** start of TASK DATA **
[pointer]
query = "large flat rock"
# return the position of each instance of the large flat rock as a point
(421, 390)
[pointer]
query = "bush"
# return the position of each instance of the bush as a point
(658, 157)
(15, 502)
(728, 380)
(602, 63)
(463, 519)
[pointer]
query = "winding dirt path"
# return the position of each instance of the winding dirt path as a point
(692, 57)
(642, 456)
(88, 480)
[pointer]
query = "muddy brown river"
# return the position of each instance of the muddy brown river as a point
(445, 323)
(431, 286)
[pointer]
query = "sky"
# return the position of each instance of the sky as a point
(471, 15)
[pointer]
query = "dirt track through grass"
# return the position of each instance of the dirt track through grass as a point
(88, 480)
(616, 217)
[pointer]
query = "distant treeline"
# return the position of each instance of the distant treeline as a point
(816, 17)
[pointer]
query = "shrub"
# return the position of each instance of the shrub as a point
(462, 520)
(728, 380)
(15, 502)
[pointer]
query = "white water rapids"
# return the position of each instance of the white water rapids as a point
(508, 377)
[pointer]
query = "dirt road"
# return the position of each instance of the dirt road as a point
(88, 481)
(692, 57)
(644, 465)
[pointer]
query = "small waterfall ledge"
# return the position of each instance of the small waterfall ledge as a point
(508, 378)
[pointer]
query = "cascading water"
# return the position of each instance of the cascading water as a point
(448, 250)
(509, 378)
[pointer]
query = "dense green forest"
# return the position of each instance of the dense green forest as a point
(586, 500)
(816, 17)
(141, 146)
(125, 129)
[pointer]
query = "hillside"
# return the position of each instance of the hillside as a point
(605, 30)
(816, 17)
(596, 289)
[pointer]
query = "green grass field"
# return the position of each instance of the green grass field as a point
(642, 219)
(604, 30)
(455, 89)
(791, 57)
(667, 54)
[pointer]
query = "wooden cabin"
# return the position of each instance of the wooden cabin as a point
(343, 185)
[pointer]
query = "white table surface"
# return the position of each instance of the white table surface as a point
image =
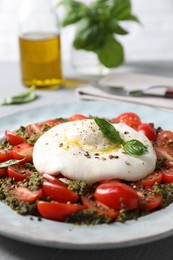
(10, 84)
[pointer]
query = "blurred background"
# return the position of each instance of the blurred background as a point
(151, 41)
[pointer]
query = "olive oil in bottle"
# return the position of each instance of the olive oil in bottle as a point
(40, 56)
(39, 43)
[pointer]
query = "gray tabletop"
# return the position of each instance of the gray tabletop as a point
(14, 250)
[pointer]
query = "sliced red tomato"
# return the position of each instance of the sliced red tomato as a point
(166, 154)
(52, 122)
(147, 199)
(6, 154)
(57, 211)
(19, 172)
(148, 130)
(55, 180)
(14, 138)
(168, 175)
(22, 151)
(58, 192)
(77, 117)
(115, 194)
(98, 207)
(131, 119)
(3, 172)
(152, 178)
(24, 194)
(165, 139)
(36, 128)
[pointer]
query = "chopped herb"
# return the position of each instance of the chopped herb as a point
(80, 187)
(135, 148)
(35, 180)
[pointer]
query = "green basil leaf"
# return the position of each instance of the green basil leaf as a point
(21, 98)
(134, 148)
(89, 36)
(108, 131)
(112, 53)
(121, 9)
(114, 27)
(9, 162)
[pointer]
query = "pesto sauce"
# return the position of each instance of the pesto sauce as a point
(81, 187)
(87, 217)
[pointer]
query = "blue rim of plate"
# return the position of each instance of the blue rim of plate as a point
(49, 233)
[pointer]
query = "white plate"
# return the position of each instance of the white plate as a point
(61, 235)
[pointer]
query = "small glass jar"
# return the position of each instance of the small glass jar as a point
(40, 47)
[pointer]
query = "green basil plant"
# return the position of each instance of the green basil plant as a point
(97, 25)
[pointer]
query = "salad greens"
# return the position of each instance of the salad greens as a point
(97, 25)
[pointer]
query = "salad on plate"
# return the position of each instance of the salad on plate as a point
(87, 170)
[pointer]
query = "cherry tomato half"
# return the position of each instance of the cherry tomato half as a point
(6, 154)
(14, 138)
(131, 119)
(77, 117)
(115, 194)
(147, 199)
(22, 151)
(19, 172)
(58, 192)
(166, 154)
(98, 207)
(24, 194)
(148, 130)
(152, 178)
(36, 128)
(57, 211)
** end of TASK DATA **
** start of TASK DATA **
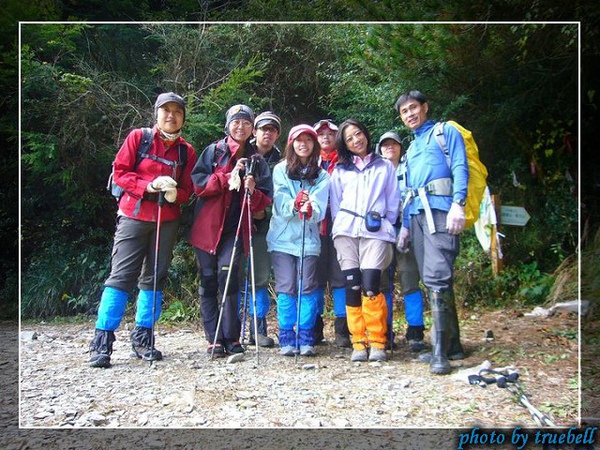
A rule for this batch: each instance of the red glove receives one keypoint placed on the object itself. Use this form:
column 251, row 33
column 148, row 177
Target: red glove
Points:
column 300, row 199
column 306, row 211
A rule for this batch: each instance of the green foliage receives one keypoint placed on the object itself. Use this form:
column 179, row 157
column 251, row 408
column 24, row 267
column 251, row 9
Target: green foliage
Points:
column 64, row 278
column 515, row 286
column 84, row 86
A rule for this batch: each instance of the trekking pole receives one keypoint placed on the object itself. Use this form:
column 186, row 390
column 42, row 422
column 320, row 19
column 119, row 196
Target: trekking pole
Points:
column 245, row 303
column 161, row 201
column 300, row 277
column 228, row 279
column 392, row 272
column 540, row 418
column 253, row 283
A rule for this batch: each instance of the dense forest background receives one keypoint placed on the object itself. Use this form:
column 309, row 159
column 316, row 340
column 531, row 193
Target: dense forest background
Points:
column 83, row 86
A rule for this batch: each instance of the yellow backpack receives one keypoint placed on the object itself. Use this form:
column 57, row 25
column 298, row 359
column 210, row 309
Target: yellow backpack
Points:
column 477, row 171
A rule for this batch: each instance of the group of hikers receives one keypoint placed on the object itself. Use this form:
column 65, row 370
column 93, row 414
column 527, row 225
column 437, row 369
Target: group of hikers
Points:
** end of TASK DATA **
**SET EXERCISE:** Gather every line of the entries above that contains the string "rule", copying each one in full, and treat uppercase and lowercase as different.

**CORRECT RESPONSE:**
A rule for this batch: each instance of the red glove receives one keypoint placed on the object itself. Use this form:
A rule for this batch: each instance of the green foliage receives one keypoint placed on the object itself. Use this form:
A rule for this batch: each instance of the trekking pole receives one keypoint placed on the object itself. Use this form:
A rule for this batch: each instance of the dense forest background receives one keypoint placed on the object itself. Use this form:
A rule for this batch: each instance of the yellow backpack receives one keypoint placed on the object itself. Use this form:
A rule for this batch: each instance of the group of hikers receives one keypoint placed on the object itself. Use this form:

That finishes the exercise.